### What is needed
The expected answer comprises all lines from the entries that contain the string "dirt".

Items from a data source:
# # # # #
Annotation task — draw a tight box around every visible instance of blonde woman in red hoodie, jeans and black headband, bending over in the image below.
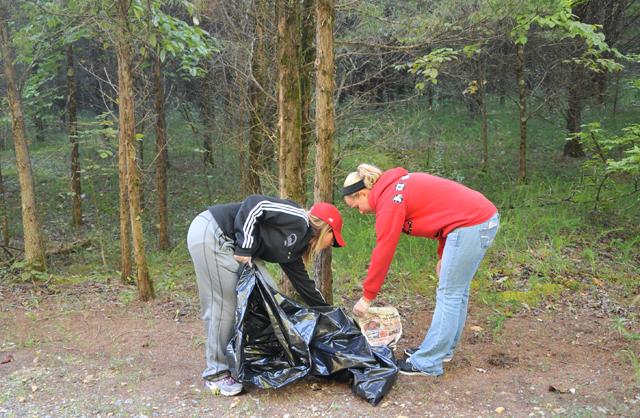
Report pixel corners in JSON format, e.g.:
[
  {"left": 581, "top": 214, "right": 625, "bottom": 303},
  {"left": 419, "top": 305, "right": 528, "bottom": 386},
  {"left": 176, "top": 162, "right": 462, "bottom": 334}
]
[{"left": 342, "top": 164, "right": 500, "bottom": 376}]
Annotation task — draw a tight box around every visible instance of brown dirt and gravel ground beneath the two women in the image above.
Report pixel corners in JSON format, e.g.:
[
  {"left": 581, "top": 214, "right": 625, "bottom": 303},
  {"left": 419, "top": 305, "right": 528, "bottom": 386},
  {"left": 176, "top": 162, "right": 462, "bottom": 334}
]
[{"left": 0, "top": 282, "right": 640, "bottom": 417}]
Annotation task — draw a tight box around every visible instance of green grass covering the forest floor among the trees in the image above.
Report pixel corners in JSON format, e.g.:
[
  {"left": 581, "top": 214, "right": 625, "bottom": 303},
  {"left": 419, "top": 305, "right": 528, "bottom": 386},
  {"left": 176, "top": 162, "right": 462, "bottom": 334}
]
[{"left": 0, "top": 92, "right": 640, "bottom": 331}]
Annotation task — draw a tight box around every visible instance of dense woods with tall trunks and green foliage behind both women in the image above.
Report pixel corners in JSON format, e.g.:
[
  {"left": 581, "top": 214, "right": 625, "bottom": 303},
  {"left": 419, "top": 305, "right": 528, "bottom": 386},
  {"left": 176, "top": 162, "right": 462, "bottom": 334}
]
[{"left": 0, "top": 0, "right": 640, "bottom": 300}]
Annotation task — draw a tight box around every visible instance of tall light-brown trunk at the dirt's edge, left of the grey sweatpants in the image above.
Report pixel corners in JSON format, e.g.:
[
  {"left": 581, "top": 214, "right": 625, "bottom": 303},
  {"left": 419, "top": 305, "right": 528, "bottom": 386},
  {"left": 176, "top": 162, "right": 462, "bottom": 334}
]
[{"left": 116, "top": 0, "right": 154, "bottom": 301}]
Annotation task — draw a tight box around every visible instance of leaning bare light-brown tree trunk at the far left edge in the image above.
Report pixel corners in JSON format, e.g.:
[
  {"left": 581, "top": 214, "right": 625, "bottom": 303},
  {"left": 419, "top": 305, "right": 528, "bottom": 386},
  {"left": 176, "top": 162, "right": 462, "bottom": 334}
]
[{"left": 0, "top": 4, "right": 46, "bottom": 270}]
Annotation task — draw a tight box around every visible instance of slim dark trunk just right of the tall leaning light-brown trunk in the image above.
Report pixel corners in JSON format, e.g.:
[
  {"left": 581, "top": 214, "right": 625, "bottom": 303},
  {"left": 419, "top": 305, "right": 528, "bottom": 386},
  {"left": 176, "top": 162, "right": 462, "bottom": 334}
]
[{"left": 153, "top": 54, "right": 171, "bottom": 250}]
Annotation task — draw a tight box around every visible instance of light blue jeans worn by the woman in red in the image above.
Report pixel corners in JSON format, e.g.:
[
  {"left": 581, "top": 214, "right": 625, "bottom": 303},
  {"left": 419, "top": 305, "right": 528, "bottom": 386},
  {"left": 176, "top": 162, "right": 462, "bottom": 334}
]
[{"left": 410, "top": 213, "right": 500, "bottom": 376}]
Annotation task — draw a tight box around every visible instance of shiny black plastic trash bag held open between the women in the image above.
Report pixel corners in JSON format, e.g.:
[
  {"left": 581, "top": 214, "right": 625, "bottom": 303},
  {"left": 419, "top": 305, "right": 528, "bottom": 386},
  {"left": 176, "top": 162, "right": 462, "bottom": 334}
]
[{"left": 227, "top": 268, "right": 398, "bottom": 405}]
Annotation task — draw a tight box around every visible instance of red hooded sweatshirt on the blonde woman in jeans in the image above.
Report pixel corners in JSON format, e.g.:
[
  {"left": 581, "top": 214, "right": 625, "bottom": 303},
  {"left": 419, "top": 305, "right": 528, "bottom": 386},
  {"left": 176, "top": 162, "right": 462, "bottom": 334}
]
[{"left": 363, "top": 167, "right": 497, "bottom": 300}]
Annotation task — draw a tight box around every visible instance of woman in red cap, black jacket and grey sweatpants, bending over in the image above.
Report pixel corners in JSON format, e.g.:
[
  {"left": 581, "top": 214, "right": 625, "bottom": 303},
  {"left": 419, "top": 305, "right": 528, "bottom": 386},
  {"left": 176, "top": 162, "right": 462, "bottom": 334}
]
[{"left": 187, "top": 195, "right": 344, "bottom": 396}]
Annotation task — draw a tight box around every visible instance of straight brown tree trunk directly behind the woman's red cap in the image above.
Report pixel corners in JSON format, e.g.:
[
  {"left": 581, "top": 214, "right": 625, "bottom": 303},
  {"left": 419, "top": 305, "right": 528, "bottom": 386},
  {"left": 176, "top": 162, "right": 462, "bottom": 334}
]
[{"left": 313, "top": 0, "right": 335, "bottom": 304}]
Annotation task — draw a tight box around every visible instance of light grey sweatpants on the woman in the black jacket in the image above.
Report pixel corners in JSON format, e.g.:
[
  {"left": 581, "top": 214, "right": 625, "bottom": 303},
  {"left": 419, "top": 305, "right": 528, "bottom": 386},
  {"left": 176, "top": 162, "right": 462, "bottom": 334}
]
[{"left": 187, "top": 210, "right": 240, "bottom": 378}]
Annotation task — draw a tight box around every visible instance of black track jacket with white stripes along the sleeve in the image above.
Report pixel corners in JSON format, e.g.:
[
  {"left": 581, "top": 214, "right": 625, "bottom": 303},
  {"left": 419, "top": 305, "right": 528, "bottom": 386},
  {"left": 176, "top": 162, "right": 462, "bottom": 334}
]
[{"left": 209, "top": 195, "right": 328, "bottom": 306}]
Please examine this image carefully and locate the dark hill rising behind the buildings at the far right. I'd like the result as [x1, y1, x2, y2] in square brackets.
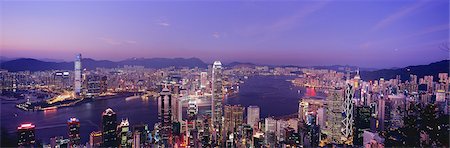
[360, 60, 450, 81]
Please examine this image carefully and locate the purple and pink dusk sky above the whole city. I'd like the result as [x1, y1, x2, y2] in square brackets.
[0, 0, 449, 68]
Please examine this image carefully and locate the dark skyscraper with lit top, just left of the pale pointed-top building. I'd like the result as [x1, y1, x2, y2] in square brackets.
[102, 108, 118, 147]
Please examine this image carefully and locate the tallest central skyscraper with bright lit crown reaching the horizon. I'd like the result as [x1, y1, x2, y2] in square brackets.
[211, 61, 223, 145]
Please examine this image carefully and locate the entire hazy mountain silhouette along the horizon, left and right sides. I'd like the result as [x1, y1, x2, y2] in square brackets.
[0, 58, 450, 81]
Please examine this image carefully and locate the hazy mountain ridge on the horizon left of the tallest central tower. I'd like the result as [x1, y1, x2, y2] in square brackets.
[0, 58, 207, 72]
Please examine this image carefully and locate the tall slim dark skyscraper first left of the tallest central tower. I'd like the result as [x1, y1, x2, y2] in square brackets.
[159, 86, 172, 146]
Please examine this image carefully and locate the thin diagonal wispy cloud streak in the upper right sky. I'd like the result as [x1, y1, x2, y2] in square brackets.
[372, 0, 427, 30]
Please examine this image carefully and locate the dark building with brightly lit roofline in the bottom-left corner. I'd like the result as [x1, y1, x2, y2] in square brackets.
[17, 123, 36, 147]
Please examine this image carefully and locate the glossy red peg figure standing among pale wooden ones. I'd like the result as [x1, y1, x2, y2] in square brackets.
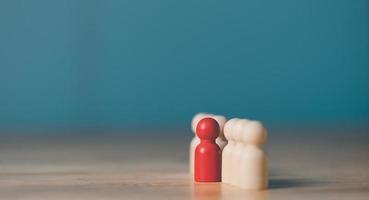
[195, 118, 222, 182]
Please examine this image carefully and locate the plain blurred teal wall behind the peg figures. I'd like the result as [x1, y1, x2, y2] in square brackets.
[0, 0, 369, 127]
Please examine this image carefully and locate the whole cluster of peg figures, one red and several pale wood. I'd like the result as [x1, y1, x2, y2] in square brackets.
[189, 113, 268, 190]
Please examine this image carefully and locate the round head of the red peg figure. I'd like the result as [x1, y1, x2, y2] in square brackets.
[196, 117, 220, 140]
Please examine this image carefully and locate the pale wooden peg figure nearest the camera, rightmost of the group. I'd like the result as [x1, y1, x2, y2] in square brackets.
[235, 121, 268, 190]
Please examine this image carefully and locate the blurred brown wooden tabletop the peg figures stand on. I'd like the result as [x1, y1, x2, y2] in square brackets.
[0, 127, 369, 200]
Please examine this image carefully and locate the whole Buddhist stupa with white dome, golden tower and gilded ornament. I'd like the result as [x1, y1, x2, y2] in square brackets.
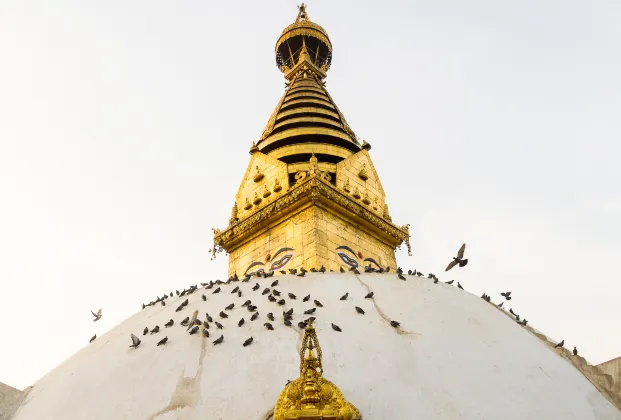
[4, 5, 621, 420]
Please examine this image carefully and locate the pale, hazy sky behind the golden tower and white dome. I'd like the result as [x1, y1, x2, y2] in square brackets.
[0, 0, 621, 388]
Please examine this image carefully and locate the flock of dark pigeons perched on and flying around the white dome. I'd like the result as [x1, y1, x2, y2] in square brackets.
[90, 244, 578, 356]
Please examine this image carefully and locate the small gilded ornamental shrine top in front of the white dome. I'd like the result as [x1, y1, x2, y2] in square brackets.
[274, 323, 362, 420]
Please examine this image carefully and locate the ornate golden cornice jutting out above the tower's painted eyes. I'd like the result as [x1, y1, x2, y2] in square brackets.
[214, 172, 409, 251]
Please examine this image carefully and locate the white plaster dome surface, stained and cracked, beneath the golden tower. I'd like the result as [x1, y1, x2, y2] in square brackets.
[8, 273, 621, 420]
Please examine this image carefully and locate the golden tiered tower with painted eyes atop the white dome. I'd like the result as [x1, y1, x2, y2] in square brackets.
[214, 4, 409, 275]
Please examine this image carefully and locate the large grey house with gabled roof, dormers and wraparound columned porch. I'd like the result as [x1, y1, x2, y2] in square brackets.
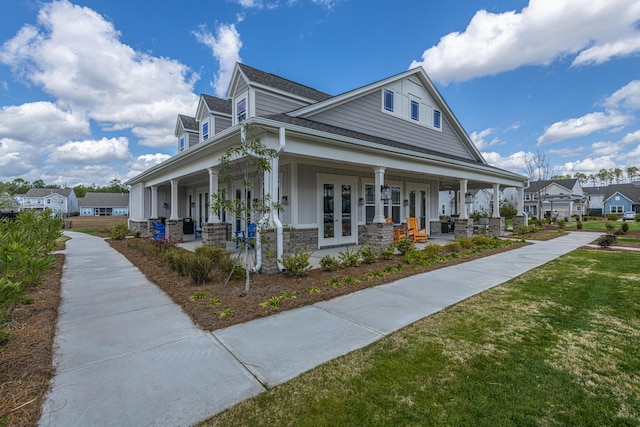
[126, 63, 527, 271]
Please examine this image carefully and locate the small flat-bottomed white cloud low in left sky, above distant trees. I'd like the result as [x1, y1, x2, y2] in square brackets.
[49, 137, 130, 164]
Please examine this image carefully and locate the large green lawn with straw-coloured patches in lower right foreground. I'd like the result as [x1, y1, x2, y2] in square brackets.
[203, 250, 640, 427]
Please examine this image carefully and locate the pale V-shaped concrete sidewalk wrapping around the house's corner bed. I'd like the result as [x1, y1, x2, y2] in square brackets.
[40, 233, 600, 426]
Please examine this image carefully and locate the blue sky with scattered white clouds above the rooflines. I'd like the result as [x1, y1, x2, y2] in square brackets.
[0, 0, 640, 186]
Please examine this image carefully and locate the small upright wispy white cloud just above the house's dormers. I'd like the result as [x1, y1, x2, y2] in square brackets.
[194, 24, 242, 97]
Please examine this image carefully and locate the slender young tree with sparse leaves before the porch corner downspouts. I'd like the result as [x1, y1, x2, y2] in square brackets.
[211, 125, 282, 296]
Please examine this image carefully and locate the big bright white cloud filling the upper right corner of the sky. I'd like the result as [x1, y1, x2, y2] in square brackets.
[410, 0, 640, 84]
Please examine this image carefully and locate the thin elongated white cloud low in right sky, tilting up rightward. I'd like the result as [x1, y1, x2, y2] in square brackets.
[537, 111, 634, 146]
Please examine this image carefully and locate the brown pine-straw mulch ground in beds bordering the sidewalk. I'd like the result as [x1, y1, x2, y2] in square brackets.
[0, 226, 640, 427]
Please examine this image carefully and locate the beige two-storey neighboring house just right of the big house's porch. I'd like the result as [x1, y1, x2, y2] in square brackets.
[524, 179, 585, 219]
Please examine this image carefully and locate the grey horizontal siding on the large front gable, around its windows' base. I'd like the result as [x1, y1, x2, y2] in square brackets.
[307, 90, 476, 160]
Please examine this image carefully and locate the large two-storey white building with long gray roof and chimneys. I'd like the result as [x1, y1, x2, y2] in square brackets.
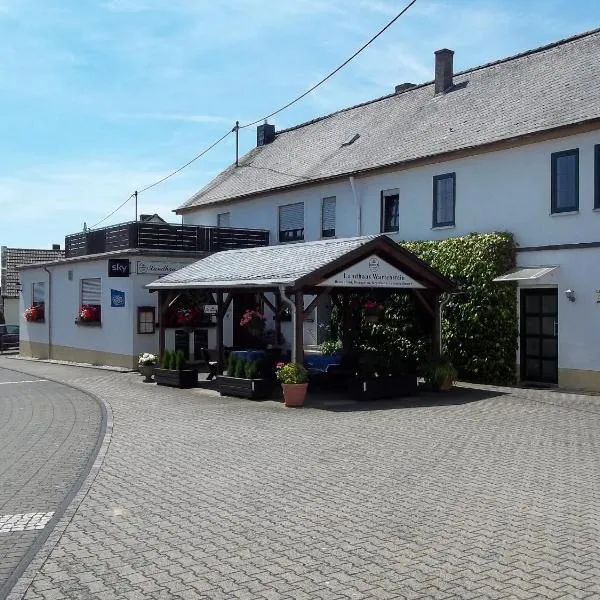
# # # # #
### Solution to this problem
Annotation task — draw a tight box around every visible instance of brown dirt and gravel ground beneath the two women in the image above.
Annotation task — draw a tight box around every visible instance of tall light-brown trunk at the dirt's edge, left of the grey sweatpants in the image above.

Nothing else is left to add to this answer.